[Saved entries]
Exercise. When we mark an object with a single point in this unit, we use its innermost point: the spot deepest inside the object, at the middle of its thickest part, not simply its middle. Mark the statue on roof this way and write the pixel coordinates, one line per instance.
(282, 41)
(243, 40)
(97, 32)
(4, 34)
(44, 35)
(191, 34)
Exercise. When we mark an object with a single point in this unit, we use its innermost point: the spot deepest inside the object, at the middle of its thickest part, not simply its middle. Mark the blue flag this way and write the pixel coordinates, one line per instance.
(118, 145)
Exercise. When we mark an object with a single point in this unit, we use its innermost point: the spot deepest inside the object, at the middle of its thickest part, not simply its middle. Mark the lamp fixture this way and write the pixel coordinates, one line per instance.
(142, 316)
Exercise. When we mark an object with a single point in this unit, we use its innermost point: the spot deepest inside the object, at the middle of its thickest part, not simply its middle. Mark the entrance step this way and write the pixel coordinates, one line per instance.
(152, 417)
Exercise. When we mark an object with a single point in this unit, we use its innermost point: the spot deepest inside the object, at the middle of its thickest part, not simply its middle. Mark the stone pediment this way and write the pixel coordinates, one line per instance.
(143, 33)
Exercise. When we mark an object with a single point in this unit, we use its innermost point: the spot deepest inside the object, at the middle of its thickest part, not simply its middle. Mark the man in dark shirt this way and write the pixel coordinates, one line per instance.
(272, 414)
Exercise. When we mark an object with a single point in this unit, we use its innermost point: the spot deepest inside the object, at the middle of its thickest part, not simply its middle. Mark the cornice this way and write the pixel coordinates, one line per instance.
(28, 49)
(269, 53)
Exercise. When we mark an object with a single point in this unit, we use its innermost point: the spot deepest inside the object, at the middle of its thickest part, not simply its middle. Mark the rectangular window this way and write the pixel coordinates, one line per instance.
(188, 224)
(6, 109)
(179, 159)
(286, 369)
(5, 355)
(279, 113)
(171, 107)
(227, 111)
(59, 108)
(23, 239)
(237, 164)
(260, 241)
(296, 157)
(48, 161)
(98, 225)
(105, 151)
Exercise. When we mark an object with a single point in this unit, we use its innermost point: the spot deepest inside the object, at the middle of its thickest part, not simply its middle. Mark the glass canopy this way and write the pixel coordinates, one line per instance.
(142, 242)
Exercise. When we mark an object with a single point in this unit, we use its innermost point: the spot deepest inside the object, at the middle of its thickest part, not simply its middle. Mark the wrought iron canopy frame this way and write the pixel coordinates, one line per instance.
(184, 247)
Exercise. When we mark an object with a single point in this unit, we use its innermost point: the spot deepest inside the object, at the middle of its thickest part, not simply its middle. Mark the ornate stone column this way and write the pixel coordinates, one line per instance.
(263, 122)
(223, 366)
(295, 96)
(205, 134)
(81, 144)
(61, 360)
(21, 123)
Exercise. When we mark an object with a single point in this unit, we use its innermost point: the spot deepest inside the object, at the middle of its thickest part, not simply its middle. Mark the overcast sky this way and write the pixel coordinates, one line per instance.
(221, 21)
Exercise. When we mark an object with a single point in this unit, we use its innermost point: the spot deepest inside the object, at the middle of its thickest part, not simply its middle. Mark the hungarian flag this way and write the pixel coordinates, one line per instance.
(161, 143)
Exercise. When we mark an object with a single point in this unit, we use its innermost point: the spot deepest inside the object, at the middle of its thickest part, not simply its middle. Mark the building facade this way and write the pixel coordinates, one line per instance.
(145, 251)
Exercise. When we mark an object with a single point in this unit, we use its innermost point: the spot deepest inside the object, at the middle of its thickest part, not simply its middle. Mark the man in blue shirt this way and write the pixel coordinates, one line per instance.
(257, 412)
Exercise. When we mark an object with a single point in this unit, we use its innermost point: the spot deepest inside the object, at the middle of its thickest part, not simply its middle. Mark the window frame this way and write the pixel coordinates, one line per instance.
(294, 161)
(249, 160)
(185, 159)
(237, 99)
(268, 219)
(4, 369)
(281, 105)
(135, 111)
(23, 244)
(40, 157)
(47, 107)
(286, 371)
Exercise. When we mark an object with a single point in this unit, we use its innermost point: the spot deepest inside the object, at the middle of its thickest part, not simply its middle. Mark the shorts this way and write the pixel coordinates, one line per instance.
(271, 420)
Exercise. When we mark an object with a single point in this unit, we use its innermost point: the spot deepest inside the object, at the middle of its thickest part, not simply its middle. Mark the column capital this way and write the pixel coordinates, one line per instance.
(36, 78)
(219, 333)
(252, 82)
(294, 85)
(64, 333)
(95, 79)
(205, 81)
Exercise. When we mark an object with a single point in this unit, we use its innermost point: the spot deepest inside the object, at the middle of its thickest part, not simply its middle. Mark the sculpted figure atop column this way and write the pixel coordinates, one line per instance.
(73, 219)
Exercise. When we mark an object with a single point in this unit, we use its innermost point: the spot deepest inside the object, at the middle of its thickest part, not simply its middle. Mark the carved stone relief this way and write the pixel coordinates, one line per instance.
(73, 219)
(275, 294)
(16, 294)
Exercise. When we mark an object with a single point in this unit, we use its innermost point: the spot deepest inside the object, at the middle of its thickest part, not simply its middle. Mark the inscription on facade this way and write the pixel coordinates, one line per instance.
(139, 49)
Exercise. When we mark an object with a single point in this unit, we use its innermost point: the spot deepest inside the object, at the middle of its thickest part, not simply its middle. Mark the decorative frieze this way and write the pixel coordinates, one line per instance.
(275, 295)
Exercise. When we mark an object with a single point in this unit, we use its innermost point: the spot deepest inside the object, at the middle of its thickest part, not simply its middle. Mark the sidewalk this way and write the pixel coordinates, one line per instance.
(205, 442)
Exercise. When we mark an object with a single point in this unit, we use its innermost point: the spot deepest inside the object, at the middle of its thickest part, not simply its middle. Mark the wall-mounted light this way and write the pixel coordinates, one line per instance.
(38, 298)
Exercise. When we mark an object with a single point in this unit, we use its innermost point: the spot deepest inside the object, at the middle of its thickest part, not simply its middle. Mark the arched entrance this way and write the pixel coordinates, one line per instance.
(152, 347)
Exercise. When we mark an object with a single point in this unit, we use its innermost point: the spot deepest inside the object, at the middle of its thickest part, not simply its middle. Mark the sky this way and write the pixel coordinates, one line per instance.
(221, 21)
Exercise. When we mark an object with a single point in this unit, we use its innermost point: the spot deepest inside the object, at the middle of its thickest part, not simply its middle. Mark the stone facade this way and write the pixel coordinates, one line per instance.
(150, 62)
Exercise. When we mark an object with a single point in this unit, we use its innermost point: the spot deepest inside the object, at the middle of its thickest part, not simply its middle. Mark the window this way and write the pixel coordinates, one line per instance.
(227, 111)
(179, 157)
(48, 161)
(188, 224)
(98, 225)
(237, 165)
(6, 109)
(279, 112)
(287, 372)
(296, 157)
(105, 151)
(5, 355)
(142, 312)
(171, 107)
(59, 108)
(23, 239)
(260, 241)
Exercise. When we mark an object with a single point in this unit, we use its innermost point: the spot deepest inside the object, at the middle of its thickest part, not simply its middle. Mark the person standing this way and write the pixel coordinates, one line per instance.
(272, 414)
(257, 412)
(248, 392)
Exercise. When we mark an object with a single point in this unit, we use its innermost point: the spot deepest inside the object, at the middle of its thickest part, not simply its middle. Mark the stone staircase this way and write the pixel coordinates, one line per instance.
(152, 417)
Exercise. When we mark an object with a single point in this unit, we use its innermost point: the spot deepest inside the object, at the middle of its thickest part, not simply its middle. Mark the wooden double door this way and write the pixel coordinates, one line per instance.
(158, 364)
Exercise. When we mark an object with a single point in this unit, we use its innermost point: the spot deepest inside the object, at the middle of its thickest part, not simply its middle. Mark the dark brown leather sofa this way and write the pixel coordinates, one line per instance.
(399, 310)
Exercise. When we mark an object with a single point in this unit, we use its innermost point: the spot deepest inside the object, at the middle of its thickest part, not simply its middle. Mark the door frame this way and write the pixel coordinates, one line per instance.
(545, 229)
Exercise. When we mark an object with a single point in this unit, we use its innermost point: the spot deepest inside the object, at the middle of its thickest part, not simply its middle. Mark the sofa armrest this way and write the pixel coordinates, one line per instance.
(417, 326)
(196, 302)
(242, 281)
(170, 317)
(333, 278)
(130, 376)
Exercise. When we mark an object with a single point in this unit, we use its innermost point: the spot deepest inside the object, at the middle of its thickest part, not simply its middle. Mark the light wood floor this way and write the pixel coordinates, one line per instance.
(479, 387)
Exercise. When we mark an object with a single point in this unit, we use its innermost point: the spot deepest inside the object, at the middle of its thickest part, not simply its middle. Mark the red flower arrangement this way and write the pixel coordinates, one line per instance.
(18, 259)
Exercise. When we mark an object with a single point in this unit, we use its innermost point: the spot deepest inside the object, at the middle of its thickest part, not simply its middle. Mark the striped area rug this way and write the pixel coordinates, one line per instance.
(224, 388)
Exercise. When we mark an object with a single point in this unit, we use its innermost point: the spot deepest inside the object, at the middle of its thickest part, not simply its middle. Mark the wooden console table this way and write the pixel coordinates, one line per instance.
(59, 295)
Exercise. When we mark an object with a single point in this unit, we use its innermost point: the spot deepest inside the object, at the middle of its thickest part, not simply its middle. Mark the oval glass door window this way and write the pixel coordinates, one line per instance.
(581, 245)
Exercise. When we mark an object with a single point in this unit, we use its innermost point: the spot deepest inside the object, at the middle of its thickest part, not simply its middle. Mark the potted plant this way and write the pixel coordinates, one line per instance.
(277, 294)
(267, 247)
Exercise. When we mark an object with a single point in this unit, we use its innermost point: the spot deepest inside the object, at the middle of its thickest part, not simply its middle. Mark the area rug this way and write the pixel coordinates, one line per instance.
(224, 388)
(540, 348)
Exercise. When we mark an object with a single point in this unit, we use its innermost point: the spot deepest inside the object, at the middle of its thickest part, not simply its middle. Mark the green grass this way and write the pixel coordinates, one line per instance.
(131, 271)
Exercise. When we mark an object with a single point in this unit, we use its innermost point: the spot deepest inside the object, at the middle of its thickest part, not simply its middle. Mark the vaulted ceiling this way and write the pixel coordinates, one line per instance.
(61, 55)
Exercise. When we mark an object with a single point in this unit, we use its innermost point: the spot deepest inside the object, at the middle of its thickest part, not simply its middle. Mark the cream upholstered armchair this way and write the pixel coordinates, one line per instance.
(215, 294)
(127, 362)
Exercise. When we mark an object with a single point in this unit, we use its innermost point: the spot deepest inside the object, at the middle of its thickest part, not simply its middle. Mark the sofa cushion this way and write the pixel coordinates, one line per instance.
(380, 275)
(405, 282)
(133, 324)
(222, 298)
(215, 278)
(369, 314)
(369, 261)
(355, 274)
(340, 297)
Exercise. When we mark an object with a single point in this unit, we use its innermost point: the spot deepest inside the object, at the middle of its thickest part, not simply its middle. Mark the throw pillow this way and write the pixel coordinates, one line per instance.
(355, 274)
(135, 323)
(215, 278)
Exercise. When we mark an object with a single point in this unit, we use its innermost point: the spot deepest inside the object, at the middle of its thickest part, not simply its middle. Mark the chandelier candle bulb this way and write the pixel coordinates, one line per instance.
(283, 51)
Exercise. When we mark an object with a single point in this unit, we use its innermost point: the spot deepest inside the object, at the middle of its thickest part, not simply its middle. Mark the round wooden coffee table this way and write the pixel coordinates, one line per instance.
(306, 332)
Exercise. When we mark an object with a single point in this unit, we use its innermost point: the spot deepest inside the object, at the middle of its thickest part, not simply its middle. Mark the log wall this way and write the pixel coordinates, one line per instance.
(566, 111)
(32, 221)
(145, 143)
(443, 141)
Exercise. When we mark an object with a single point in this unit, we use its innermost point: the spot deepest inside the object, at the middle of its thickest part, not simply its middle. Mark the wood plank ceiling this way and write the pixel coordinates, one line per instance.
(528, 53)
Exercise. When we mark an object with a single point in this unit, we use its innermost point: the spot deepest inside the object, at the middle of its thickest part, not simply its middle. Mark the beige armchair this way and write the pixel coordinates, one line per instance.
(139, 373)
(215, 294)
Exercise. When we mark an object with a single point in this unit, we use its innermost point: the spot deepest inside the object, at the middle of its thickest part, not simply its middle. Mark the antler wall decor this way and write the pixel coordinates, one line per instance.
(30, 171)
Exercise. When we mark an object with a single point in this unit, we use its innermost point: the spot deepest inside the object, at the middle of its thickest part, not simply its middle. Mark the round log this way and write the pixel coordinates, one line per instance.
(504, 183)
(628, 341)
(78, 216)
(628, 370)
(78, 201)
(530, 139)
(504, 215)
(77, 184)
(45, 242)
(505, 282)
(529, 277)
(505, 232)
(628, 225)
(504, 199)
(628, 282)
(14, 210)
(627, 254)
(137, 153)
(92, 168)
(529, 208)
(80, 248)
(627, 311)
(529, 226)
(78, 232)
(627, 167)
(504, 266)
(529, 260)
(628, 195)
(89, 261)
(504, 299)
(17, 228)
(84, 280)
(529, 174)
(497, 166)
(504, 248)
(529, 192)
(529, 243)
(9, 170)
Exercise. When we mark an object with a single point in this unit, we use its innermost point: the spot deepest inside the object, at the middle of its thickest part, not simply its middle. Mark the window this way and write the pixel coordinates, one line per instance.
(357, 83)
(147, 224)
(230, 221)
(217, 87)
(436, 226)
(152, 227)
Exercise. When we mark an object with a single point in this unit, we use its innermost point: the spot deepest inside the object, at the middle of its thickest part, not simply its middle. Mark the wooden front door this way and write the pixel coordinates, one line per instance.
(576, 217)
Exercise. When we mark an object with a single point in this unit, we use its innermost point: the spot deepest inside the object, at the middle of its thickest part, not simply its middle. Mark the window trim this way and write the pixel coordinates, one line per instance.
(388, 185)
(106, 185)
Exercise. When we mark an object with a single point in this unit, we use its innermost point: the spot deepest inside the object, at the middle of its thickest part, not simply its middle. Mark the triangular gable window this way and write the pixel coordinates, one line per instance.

* **Activity**
Beginning at the line that holds "the wooden front", write out word for word each line through the end of the records.

* **Result for this task**
Exercise. When we mark an object with a single point in this unit, we use its innermost point: the spot deepest inside the object, at the middle of its thickest part, not simply its middle. Mark the wooden front door this way and write the pixel coordinates, one line per instance.
(576, 217)
Exercise. When we mark an object with a single point in this unit, we use its innermost point: the spot deepest inside the object, at the middle of its thickest part, not simply its middle. Mark the window trim this way and write the pixel coordinates, one line per instance.
(388, 185)
(106, 185)
Exercise. When we mark an object with a single point in this unit, we use its innermost point: the spot deepest inside the object, at the middle of its thickest part, not simply its middle. Mark the triangular gable window this way and write the pixel coordinates, one line per instance.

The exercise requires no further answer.